(Records from a data source)

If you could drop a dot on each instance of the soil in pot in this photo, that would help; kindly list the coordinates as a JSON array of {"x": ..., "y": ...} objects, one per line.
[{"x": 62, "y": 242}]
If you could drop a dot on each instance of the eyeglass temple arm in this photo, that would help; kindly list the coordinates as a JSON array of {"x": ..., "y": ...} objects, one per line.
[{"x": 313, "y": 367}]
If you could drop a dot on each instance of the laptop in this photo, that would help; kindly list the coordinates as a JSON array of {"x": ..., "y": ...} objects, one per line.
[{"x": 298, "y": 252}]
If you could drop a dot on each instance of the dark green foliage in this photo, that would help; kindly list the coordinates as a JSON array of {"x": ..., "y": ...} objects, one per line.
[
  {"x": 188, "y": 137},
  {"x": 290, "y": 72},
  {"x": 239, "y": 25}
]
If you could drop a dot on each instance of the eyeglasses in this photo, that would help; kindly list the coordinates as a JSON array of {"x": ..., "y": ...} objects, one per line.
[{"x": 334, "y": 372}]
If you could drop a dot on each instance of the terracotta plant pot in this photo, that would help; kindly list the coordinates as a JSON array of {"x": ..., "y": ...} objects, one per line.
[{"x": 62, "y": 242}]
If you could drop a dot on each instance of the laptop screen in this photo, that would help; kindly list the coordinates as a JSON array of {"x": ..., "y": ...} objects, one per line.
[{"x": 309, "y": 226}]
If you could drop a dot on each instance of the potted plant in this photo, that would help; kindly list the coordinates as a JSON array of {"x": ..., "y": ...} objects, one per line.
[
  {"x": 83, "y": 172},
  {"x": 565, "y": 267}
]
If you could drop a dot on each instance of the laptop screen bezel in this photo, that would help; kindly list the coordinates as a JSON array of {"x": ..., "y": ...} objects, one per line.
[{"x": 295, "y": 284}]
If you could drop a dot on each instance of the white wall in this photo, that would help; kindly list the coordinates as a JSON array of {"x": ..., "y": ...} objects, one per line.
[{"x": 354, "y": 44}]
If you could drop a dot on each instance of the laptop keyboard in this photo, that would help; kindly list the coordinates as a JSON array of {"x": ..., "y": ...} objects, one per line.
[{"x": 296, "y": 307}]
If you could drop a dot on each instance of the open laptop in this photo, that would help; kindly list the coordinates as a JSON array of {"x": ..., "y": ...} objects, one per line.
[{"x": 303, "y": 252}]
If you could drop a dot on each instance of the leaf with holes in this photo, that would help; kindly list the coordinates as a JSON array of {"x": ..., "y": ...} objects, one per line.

▶ WORK TO BE COMPLETED: Word for word, return all of the records.

▶ RESPONSE AREA:
If you could drop a dot on each instance of the soil in pot in this photo, that would help; kindly list the coordinates as a JSON array of {"x": ..., "y": ...} objects, one per line.
[{"x": 62, "y": 242}]
If you could drop a dot on each instance of the eyeglass temple arm in this photo, that would help; kindly list the coordinates as a JSON array of {"x": ..., "y": ...} objects, one per line.
[{"x": 313, "y": 367}]
If you could drop a dot on each instance of the laptop in this photo, that would help; kindly list the coordinates as a JSON array of {"x": ..., "y": ...} objects, one per line.
[{"x": 298, "y": 252}]
If you could drop a dot on each instance of the dark green foliage in this photo, that would help; kindly list the coordinates as a JSON array of {"x": ..., "y": ...} objects, one per line.
[
  {"x": 188, "y": 137},
  {"x": 290, "y": 72},
  {"x": 239, "y": 25}
]
If you could drop a dot on each instance of the eyeglasses in this photo, that would help; kindly list the coordinates as a JSON array of {"x": ..., "y": ...} objects, one per line.
[{"x": 334, "y": 372}]
If you could drop a dot on each instance of the terracotta plant pot in this photo, that would help; kindly list the coordinates as a JSON array of {"x": ..., "y": ...} objects, one per line.
[{"x": 62, "y": 242}]
If you could drop a dot on each instance of the laptop screen in this photo, that would help; kindly list the coordinates as a JSON array of {"x": ..., "y": ...} objects, one per line.
[{"x": 309, "y": 226}]
If you could drop a dot on each instance of the potted plant in this photo, that would help; kindly list the coordinates as a JSON array of {"x": ..., "y": ...} objects, one per line.
[
  {"x": 83, "y": 172},
  {"x": 565, "y": 267}
]
If you could drop a dot on each instance of the laptop screen bezel in this photo, that would help; kindly list the coordinates as a JSON array of {"x": ..., "y": ...} objects, one per line.
[{"x": 295, "y": 284}]
If you could drop a dot on each instance of the white wall in this photo, that would help; kindly list the coordinates as a JSON array of {"x": ..., "y": ...} objects, one per line.
[{"x": 354, "y": 44}]
If you could drop a dot on each instance of the laptop keyboard in this photo, that would help; kindly list the coordinates as a JSON array of {"x": ..., "y": ...} objects, one per line.
[{"x": 296, "y": 307}]
If you could drop a dot on each instance of the open laptop in this photo, that would help; kindly list the coordinates as a JSON array of {"x": ..., "y": ...} objects, one per line.
[{"x": 303, "y": 252}]
If you could drop a dot on each instance of the leaf with holes in this photo, that would help; kindly list the coordinates as a JSON array of {"x": ..., "y": ...} objects, one per line.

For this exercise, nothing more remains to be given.